• Consigne
Condensez le paragraphe du texte source qui commence par « Obama finira son mandat » en conservant ses faits principaux.

• Texte source

Obama finira son mandat en tant que premier président américain de descendance africaine, une contribution puissante en elle-même, au moins pour ce qui est de la rhétorique pour les relations entre les Etats-Unis et l’Afrique. Parmi ses contributions les plus importantes, il y a la mise en place de « Power Africa » (Electricité Afrique), ce projet ambigu de 7 milliards de dollars destiné à alimenter l’Afrique en électricité. Il a également organisé le premier sommet des dirigeants africains et américains et les forums d’affaires Etats-Unis-Afrique.

Trump candidat a prêté très peu d’intérêt à l’Afrique. Dans ses discours, il ne s’est référé au continent africain que pour évoquer le bombardement des ambassades américaines au Kenya et Tanzanie en 1998. Et très récemment, Trump a été sous le feu des critiques pour ses déclarations concernant les nombreux réfugiés somaliens présents à Minnesota, un Etat remporté par Hillary Clinton.

• Données fournies
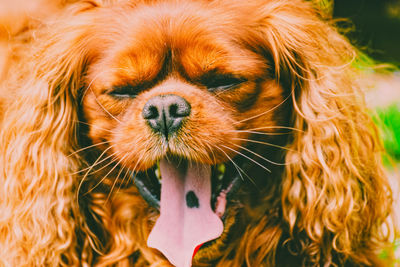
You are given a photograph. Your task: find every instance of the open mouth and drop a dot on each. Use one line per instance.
(225, 180)
(192, 199)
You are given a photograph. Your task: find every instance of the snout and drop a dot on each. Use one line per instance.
(165, 113)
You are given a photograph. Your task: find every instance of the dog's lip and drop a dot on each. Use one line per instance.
(225, 181)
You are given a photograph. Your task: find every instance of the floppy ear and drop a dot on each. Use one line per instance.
(334, 189)
(39, 133)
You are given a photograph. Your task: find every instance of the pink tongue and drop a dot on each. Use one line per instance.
(186, 218)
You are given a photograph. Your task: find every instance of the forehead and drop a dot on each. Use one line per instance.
(186, 38)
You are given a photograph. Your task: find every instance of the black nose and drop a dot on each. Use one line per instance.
(165, 113)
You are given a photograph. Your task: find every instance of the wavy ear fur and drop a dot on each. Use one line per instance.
(37, 203)
(334, 191)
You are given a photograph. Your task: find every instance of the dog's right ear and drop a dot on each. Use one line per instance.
(38, 137)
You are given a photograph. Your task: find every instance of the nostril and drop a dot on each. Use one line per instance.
(179, 108)
(173, 111)
(165, 114)
(151, 112)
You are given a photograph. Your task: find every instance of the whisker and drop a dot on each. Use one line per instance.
(264, 143)
(265, 112)
(258, 155)
(87, 147)
(87, 173)
(97, 163)
(243, 155)
(94, 125)
(105, 176)
(116, 178)
(238, 169)
(256, 132)
(98, 102)
(274, 127)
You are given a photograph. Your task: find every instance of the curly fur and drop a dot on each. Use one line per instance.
(327, 207)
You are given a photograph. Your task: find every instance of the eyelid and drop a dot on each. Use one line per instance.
(222, 82)
(123, 91)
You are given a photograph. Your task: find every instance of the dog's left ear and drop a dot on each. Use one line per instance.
(334, 189)
(38, 138)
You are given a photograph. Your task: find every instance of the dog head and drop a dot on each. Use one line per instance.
(228, 125)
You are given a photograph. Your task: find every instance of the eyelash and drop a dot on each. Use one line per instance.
(125, 91)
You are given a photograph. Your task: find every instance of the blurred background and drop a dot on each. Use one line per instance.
(376, 26)
(375, 30)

• Résultat
Obama terminera son mandat comme premier président américain de descendance africaine, ce qui compte en soi, du moins dans la rhétorique des relations entre les États-Unis et l'Afrique. Il a lancé « Power Africa », projet ambigu de 7 milliards de dollars visant à électrifier l'Afrique. Il a aussi organisé le premier sommet des dirigeants africains et américains ainsi que les forums d'affaires États-Unis-Afrique.